BEGIN Data for the task

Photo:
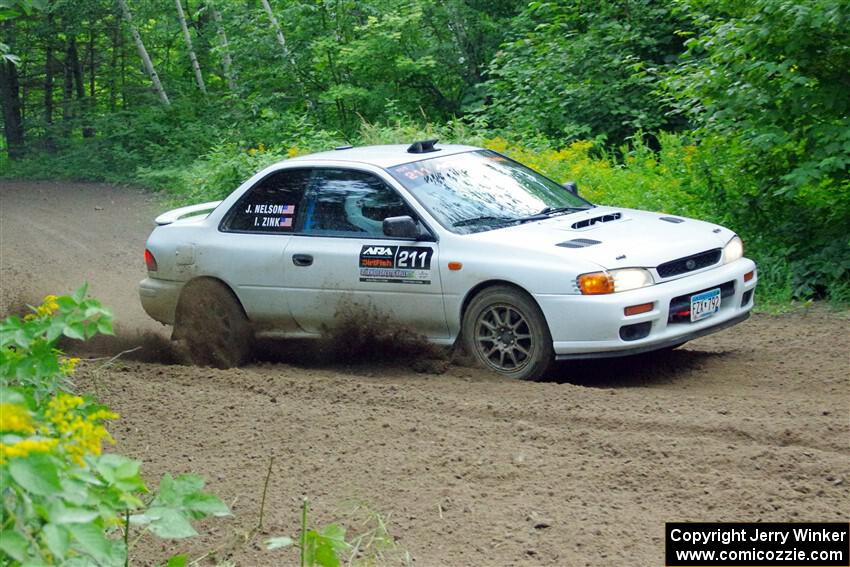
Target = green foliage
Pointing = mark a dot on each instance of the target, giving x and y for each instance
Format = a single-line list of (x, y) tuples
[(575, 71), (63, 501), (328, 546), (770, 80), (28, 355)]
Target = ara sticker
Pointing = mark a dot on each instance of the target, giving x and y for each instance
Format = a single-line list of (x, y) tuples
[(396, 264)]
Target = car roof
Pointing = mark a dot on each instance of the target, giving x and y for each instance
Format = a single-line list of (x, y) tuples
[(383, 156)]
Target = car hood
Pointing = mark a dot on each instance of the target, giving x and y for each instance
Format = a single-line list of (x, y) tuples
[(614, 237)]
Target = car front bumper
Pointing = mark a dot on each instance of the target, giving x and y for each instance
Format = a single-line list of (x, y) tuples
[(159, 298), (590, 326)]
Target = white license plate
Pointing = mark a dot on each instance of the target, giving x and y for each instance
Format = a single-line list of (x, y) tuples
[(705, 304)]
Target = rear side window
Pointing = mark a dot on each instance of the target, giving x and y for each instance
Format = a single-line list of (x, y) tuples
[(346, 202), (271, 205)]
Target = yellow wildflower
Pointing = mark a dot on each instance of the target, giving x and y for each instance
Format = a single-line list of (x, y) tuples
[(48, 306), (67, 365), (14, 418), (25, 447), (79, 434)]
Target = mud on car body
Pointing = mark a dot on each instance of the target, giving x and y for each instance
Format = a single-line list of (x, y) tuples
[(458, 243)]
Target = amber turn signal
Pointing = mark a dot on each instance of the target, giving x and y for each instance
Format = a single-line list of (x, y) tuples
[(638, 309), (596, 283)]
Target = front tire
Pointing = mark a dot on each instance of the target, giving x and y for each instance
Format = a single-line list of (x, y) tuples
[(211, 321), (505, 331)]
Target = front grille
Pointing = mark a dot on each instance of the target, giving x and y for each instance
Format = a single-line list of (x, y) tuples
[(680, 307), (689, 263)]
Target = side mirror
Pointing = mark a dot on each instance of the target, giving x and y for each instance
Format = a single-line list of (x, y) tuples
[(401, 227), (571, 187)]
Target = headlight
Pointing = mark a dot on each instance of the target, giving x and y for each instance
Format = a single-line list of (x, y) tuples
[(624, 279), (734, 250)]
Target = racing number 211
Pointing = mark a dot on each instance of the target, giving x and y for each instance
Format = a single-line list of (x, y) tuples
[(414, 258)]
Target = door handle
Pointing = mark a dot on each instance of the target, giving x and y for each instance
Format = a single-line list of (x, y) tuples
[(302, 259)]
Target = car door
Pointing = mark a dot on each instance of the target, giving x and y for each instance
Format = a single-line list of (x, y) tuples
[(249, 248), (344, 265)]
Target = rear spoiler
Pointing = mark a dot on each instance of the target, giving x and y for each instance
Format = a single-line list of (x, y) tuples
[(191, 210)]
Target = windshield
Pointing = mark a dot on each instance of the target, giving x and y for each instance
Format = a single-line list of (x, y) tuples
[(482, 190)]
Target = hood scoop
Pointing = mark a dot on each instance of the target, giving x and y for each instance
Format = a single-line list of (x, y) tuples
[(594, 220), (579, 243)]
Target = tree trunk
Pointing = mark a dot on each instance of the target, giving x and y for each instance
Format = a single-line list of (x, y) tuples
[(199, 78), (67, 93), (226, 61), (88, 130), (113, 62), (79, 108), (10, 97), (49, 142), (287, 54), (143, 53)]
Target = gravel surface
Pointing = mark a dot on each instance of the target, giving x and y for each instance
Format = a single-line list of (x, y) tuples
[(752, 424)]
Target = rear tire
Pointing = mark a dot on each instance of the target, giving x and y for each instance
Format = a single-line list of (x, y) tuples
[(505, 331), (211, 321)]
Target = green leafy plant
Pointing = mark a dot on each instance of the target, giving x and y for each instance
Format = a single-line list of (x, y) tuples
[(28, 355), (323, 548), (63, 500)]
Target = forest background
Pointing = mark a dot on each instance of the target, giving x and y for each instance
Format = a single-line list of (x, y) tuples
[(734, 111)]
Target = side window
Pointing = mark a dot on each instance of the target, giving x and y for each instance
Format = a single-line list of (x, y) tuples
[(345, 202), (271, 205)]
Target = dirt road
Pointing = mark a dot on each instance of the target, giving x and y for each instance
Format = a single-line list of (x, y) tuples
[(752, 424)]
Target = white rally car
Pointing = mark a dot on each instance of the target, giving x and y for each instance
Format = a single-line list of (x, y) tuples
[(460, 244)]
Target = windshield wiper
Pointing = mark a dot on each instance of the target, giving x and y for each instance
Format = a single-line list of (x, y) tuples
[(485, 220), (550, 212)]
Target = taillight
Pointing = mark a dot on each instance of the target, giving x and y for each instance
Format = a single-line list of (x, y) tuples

END Data for the task

▶ **Work instructions**
Please write out all the records again, switching each "single-line" to "one-line" and leaving everything else unchanged. Leave the pictures out of your answer.

▶ **Finished exercise**
Photo:
Target = green foliage
Pointing = mark a dot on each instance of the target, giving x and y for each instance
Format = a one-line list of (x, y) tuples
[(575, 71), (63, 501), (328, 546), (770, 80), (28, 355)]
Target = ara sticker
Pointing = mark a dot on each instance of the target, giving x and y for each instance
Format = a one-line list of (x, y) tuples
[(396, 264)]
Target = car roof
Pointing = mark a dot on each instance of the target, giving x and y for each instance
Format = a one-line list of (x, y) tuples
[(383, 156)]
Target = car hood
Pointing = mark a dot on each instance of the target, giving x and y for each instance
Format = a one-line list of (x, y) tuples
[(614, 237)]
Target = car front bumper
Pointing = mark a dot on each instance of the target, giving x and y for each instance
Format = a one-line list of (x, y) tuples
[(159, 298), (590, 326)]
Target = white license plate
Pointing = mark a dot on each instance of the target, giving x and y for each instance
Format = a one-line list of (x, y) tuples
[(705, 304)]
Target = rear side window
Pointing = mark a dot on each instance of the target, giving x and y for each instance
Format = a one-line list of (x, y) tuples
[(346, 202), (271, 205)]
Target = yellow wildflower
Pointing = mark a dot on each instance of the target, giving x and y for each instance
Format = a one-line list of (x, y) tuples
[(48, 306), (67, 365), (14, 418), (25, 447), (79, 434)]
Target = mud on car body
Pointing = mark a dot on each instance of the target, giving x and y for each instance
Format = a one-line list of (x, y) tuples
[(458, 243)]
Target = amber turn signal
Pointing = mark a dot on each instance of the target, giving x and y for each instance
Format = a one-line list of (x, y) tuples
[(638, 309), (596, 283)]
Target = front tire
Pointing = mark a dot on each instance of the target, giving x and y for each instance
Format = a one-line list of (x, y) tuples
[(211, 321), (505, 331)]
Target = front grille
Pointing = mark a dot on each instance of the target, giving x and y for each instance
Format = a one-line list of (x, y) tuples
[(680, 307), (689, 263)]
Target = side mirror
Pointing = mark a dot on each instance of the target, giving x and y for each instance
Format = a one-line list of (x, y) tuples
[(401, 227), (571, 187)]
Target = headlight
Pointing = mark a dot on each instance of the target, giving x and y for each instance
Format = a one-line list of (x, y) tuples
[(624, 279), (734, 250)]
Target = racing number 211
Pointing = mark a dot on each instance of the target, giving x and y for each instance
Format = a one-line list of (x, y) tuples
[(414, 258)]
Target = door handle
Pointing = mark a dot on each instance of the target, giving x and y for each instance
Format = a one-line list of (x, y) tuples
[(302, 259)]
Target = car door
Pointing = mark a dot on each instance of the target, giving x and y for each instance
Format = a one-line list of (x, y) tuples
[(249, 248), (344, 265)]
Target = rear spoiler
Pointing = mark a dot on each instance of the target, giving x and y for each instance
Format = a one-line list of (x, y) tuples
[(191, 210)]
Target = windshield
Pointing = mark a dot on each instance of the target, giving x and y for each instance
Format = a one-line list of (x, y) tuples
[(482, 190)]
Target = hood scoop
Pointing = mark a dot on each instance of the target, giving x and y for each instance
Format = a one-line list of (x, y) tuples
[(594, 220), (579, 243)]
Target = tree trunk
Pointing = mark a dot on each instance of the target, giving x and y for each instance
Format = a one-line list of (x, y) tuples
[(199, 78), (67, 93), (226, 61), (88, 130), (113, 62), (79, 108), (10, 97), (49, 142), (287, 54), (143, 53)]
Target = gravel surface
Pointing = mark a dot on each instance of the target, giving x and y for each instance
Format = a one-line list of (x, y) tuples
[(752, 424)]
Target = rear tire
Pointing = mark a dot on each instance of the target, giving x and y for each instance
Format = a one-line list of (x, y) tuples
[(505, 331), (211, 321)]
Target = green leafy plant
Pointing = mark a dot on each instance of the target, giving x and y for each instance
Format = a one-line list of (x, y) tuples
[(28, 355), (323, 548), (63, 500)]
Target = forest background
Pointing = mark a dot on each instance of the target, giving x and y for each instance
Format = a one-line list of (x, y) tuples
[(734, 111)]
Target = side window
Pointing = mark a dot on each instance of the target, giving x and y for each instance
Format = a one-line list of (x, y) tuples
[(345, 202), (271, 205)]
Target = dirt road
Pointing = mark a dot on each instance of the target, giving x and y for each instance
Format = a one-line list of (x, y) tuples
[(752, 424)]
Target = white rally car
Pointing = mark a dot on each instance of the target, giving x and y for each instance
Format = a one-line list of (x, y) tuples
[(460, 244)]
Target = windshield wiper
Pointing = mark a dot on each instance of the target, giving x and y for each instance
Format = a one-line list of (x, y) tuples
[(485, 220), (550, 212)]
Target = taillight
Pointing = mark a dot on each instance of the target, giving x and y for each instance
Format = a one-line list of (x, y) tuples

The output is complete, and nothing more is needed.